*Short exercise*. Starting at the line containing "of the green" and ending at the final line of the records, output those lines as a numbered list with blank lines omitted.
- - - -
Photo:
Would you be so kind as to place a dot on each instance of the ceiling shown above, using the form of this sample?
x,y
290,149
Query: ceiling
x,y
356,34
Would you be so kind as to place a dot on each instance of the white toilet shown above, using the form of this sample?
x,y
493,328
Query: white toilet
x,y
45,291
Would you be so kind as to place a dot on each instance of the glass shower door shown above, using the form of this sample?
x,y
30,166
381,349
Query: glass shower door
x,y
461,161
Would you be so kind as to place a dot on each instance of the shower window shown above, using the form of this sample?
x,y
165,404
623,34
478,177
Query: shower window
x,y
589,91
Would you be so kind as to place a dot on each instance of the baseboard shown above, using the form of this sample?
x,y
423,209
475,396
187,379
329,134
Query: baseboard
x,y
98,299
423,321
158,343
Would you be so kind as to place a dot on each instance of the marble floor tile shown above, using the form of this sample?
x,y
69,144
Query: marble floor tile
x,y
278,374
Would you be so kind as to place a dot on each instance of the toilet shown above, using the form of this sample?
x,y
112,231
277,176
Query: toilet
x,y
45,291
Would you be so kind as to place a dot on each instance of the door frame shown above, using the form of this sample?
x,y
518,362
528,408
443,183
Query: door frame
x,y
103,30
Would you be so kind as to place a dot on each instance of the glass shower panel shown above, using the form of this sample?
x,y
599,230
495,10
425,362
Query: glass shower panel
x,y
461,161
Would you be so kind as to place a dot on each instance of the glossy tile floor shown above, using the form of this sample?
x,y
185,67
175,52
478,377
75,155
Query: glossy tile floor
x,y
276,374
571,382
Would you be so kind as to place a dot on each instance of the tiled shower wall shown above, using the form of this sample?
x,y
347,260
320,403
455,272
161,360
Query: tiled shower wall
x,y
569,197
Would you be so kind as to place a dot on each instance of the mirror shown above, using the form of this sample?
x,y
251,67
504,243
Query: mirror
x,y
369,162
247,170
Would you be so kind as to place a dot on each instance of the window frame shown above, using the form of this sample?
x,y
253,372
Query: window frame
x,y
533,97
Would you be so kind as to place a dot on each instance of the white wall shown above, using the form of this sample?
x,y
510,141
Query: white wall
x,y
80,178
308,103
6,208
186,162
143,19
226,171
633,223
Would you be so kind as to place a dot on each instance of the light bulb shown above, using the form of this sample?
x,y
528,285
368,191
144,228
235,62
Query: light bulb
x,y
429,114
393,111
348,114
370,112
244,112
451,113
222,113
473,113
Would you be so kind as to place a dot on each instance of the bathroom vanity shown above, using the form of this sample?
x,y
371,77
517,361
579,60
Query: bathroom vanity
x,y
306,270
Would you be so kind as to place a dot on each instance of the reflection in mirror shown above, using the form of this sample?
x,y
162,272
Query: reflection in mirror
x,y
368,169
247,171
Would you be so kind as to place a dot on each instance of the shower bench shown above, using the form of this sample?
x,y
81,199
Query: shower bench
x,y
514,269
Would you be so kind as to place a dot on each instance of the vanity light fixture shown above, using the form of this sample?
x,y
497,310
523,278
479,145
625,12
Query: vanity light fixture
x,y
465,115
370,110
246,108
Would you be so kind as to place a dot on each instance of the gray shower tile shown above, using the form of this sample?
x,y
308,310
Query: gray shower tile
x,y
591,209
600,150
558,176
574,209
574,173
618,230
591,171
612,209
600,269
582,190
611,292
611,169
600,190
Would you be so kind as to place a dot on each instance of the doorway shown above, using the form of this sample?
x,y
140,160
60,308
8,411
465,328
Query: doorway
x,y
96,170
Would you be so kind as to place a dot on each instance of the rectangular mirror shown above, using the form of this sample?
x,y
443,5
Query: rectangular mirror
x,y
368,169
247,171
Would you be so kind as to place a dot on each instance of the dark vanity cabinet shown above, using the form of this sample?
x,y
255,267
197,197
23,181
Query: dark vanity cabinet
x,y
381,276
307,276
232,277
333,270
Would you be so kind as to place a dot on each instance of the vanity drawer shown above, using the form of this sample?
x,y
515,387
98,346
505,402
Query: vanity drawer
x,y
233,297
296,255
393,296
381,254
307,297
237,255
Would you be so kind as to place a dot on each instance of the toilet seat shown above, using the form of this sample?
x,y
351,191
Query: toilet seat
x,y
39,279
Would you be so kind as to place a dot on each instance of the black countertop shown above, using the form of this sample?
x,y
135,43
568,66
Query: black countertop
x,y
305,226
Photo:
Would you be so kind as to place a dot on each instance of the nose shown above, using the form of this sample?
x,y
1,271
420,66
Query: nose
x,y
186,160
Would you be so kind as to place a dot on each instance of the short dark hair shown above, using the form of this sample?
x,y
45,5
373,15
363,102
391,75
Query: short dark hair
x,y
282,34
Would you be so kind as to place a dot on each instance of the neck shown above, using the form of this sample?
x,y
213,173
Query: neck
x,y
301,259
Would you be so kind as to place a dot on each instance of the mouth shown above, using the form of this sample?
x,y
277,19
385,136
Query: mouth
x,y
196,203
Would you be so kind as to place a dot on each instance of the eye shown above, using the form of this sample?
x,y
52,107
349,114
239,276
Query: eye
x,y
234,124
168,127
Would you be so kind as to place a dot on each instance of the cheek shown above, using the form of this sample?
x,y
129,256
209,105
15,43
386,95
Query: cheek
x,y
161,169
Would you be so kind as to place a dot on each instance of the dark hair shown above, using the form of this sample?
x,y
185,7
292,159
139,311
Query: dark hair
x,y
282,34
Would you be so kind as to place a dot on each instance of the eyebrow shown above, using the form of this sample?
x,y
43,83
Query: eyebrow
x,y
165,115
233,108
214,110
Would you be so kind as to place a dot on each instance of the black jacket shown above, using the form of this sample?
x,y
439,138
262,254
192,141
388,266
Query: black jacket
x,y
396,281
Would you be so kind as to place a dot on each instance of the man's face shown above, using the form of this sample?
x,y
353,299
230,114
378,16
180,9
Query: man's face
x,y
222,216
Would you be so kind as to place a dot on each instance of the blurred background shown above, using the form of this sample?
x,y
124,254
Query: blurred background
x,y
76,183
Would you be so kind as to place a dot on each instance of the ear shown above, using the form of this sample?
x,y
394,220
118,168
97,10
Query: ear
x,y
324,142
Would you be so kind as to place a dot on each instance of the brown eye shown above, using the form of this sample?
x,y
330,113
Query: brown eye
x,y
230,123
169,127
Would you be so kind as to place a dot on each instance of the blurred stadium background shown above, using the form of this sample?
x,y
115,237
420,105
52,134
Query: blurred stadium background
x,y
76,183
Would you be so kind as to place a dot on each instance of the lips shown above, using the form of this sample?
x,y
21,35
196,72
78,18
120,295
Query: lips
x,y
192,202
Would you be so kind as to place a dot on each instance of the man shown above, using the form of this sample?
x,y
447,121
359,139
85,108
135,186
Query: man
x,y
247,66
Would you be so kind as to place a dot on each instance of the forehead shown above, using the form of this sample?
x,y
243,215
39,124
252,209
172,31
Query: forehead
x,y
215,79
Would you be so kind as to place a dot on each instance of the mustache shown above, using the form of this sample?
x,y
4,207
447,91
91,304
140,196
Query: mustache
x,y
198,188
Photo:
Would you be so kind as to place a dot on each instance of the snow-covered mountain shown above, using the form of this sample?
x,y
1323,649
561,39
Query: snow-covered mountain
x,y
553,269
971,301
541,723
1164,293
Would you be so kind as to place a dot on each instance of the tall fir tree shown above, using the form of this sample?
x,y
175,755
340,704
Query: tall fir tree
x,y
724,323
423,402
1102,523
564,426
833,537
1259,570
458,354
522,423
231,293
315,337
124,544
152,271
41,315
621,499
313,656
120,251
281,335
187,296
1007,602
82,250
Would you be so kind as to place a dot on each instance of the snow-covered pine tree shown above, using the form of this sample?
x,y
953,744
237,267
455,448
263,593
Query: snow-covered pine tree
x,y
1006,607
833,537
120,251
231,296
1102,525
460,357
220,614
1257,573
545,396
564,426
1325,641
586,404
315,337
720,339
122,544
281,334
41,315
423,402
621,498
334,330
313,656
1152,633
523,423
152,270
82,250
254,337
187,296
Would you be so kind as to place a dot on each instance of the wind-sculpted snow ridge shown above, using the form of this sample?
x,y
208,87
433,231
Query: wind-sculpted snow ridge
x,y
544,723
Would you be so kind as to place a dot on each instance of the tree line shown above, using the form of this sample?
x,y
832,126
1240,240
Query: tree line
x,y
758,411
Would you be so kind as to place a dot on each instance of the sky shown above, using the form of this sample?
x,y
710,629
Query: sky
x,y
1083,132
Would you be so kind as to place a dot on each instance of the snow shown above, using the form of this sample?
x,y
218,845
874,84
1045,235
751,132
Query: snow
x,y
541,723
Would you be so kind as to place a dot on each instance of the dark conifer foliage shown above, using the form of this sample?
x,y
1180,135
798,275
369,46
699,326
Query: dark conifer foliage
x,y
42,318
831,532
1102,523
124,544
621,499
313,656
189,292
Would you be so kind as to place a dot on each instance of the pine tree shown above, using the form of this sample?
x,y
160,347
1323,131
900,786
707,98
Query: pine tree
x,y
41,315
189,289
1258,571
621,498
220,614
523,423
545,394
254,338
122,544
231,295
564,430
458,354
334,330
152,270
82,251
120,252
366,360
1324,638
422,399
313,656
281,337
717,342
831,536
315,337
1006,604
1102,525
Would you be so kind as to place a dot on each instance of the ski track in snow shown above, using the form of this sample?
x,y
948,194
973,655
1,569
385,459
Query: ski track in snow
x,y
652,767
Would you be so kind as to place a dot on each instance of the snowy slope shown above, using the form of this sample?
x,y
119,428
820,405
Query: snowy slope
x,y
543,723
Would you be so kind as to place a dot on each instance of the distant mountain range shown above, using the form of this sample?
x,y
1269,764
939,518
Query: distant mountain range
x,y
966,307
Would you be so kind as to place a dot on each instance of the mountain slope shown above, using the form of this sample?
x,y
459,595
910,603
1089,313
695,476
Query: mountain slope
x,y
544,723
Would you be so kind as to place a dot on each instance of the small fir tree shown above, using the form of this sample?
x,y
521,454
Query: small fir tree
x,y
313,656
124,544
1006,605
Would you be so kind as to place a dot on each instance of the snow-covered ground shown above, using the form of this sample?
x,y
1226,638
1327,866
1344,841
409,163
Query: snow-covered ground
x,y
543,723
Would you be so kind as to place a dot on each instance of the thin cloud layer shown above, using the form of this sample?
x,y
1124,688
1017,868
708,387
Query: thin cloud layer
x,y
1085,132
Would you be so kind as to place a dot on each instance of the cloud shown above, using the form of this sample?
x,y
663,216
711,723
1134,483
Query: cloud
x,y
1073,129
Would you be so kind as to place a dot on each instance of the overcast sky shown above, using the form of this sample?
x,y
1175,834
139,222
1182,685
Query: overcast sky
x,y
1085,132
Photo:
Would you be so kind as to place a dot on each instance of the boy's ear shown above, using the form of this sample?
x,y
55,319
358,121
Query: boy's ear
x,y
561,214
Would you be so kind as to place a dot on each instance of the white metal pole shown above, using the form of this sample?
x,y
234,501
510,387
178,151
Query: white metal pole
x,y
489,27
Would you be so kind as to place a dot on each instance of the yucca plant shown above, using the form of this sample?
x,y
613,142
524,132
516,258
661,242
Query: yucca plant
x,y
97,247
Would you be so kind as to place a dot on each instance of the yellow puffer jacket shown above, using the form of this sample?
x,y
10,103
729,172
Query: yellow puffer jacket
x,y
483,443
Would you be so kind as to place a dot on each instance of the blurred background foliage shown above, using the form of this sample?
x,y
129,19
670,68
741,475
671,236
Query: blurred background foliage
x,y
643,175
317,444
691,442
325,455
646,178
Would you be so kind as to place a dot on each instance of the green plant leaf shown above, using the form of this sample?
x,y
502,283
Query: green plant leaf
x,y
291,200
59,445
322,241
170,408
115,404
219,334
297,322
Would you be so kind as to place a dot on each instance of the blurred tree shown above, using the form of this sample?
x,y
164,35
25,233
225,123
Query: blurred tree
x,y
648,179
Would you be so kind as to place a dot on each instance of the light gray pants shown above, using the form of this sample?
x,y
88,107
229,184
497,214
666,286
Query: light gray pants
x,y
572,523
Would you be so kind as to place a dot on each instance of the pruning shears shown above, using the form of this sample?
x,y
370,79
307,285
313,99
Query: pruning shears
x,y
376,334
- - - -
*Output for this task*.
1. Would you be so kind as to place a dot on each instance of the green plant leaf shown above, using the form of this sample?
2. x,y
3. 502,283
4. Query: green plant leaf
5. x,y
6. 291,200
7. 59,445
8. 322,241
9. 170,408
10. 115,404
11. 219,334
12. 297,322
13. Would you be so kind as to place a dot on each instance of the blurred tree shown above, using the form of this sample?
14. x,y
15. 164,35
16. 25,233
17. 225,123
18. Query: blurred tree
19. x,y
20. 648,179
21. Would you be so kind as to place a dot on each instance of the light gray pants shown above, using the form of this sample?
22. x,y
23. 88,107
24. 229,184
25. 497,214
26. 666,286
27. Query: light gray pants
28. x,y
29. 572,523
30. Would you be so kind as to place a dot on each instance of the pruning shears shown above, using the form of this sample?
31. x,y
32. 370,79
33. 307,285
34. 313,99
35. Query: pruning shears
36. x,y
37. 376,334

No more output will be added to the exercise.